- WORK TO COMPLETE
1 > In the comments on software update security, what should an update signing key preferably be held with?
2 > Continue the comments on software update security from the point where they stop.

- PAGE EXTRACT
────
As for whether anything else has been compromised, it depends on whether you were targeted. And the payload might have been tailored to each target, so there's no way to know unless you have access to the exact binary. Unfortunately, binaries downloaded through the auto update feature tend not to linger in your Downloads folder.
This is also why update signatures should be validated against a different server; it would require hackers to control bother servers to go undetected
No, it should be a hardcoded key held by the developer, preferably using a HSM, and maybe with some sort of notification capability in case the key was lost. Adding a second server adds marginal security. For instance if the developer's mail was hacked, an attacker would likely be able to reset passwords for both hosting providers.
When I forked Audacity, within less than 48h my life turned to absolute shit. Defamation campaigns, people trying to kill me, people killing my friends, people stalking me with Austrian and Swiss license plates etc. When I investigated it further, it turns out I stumbled upon the FSB/SVR branch of the former Mirai botnet, who used Audacity to spread into larger networks.
If the Notepad++ devs see this, please check your opsec and the opsec of your loved ones.
Stay safe, and don't underestimate the Chinese Ministry of Security! They're operating in the EU, too.
PS: If you need help with this, contact me.
────
- EXTRACTED ENTRIES
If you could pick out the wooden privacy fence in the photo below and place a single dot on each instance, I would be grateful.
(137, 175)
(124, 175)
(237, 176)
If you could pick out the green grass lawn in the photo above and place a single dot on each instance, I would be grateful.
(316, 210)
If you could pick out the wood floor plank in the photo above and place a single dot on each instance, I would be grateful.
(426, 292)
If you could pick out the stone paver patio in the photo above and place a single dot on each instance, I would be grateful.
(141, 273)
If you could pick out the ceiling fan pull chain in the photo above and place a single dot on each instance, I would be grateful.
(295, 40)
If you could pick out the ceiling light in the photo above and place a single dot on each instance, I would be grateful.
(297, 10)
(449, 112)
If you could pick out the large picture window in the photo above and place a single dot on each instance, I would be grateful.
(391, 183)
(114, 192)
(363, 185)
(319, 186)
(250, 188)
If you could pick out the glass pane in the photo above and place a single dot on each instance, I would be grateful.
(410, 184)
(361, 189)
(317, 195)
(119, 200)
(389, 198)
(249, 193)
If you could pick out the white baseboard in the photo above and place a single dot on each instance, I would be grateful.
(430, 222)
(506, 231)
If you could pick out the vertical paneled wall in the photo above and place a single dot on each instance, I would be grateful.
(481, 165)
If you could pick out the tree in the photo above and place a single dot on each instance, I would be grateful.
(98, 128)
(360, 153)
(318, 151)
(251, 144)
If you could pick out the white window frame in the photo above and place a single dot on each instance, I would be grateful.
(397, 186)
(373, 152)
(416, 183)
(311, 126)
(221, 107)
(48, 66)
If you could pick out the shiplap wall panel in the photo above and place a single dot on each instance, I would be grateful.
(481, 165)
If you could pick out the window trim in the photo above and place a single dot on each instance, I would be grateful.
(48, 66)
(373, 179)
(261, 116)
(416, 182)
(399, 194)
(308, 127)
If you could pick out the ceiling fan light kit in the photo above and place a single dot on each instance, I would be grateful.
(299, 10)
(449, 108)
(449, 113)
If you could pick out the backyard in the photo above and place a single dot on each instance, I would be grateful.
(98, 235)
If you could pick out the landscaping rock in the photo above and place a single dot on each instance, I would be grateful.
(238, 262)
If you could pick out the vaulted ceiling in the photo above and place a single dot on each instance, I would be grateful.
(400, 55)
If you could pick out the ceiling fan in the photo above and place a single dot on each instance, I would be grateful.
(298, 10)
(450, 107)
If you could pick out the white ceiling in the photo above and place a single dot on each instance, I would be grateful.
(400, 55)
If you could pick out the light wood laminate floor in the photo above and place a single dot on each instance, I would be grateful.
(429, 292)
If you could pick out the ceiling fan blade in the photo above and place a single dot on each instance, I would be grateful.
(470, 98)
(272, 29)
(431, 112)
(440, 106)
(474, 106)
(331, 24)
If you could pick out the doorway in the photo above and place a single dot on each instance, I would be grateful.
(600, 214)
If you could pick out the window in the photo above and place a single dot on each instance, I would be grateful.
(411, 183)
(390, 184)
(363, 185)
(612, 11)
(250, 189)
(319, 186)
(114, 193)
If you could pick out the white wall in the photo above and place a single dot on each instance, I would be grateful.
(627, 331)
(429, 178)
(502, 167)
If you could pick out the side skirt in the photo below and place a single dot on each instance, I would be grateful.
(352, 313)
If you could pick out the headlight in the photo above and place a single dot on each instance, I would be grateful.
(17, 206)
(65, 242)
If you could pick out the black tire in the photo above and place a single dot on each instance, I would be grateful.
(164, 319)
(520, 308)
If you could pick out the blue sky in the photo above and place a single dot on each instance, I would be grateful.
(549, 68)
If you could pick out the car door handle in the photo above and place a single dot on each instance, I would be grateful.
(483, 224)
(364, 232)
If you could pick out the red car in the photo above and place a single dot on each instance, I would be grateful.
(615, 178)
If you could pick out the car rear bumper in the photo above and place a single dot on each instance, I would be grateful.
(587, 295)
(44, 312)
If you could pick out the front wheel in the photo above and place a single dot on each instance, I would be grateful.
────
- ANSWERS BY TASK
1 > A hardware security module (HSM).

2 >
There's no way to prove or disprove it, therefore replying to your comment is pointless. If you think someone stays dead-silent for 5 years and that this is schizophrenic behavior, you are way too easily gullible. Either way, your comment was done with malicious intent.
Something doesn't seem right here.
Something of Notepad++ size might think about it now
I subscribe to MacPaw, who makes excellent apps like Setapp, Gemini, and CleanMyMac, all of which I use.
At some point, CleanMyMac started putting the Ukranian flag on the app icon and flagging utilities by any Russian developer as untrustworthy (because they are russian), and recommended that I uninstall them.
I am not pro russia/anti-ukraine independence by any means, but CleanMyMac is one of those apps that require elevated system permissions. Seeing them engage in software maccarythism makes me very, very hesitant to provide them.
Please refer to it for context.
The Taiwanese government has never formally declared itself independent from the mainland. Such a declaration would likely cause the PRC to invade.
That is a very controversial statement, and one that both Taipei and Beijing disagree with.
I suppose, though that's not really how I tend to see it phrased on socials or in the media.
Fuck'em and just donate ten bucks to notepad++ , I'd rather my pc breaks then reward this crap
American and European infrastructure is subject to cyber attacks that that are effectively hostile military acts already. I don't think a vocal stance on Ukraine and an exclusion of Russian developers deserves the rhetoric of McCarthyism or being 'too political' as is these days a fashionable accusation. This is no red scare, this is speaking up for people bombed on a daily basis.
I'm sure it felt very real at the time.
Since there are a lot of both Ukrainian and Russian software developers, this is personal for a lot of people in the industry.
I mean for such a dev focused and extremely performant app, that’s disappointing.
Glad I’m off windows as of late
I expect to know it one day, but it may be too early to provide the name now.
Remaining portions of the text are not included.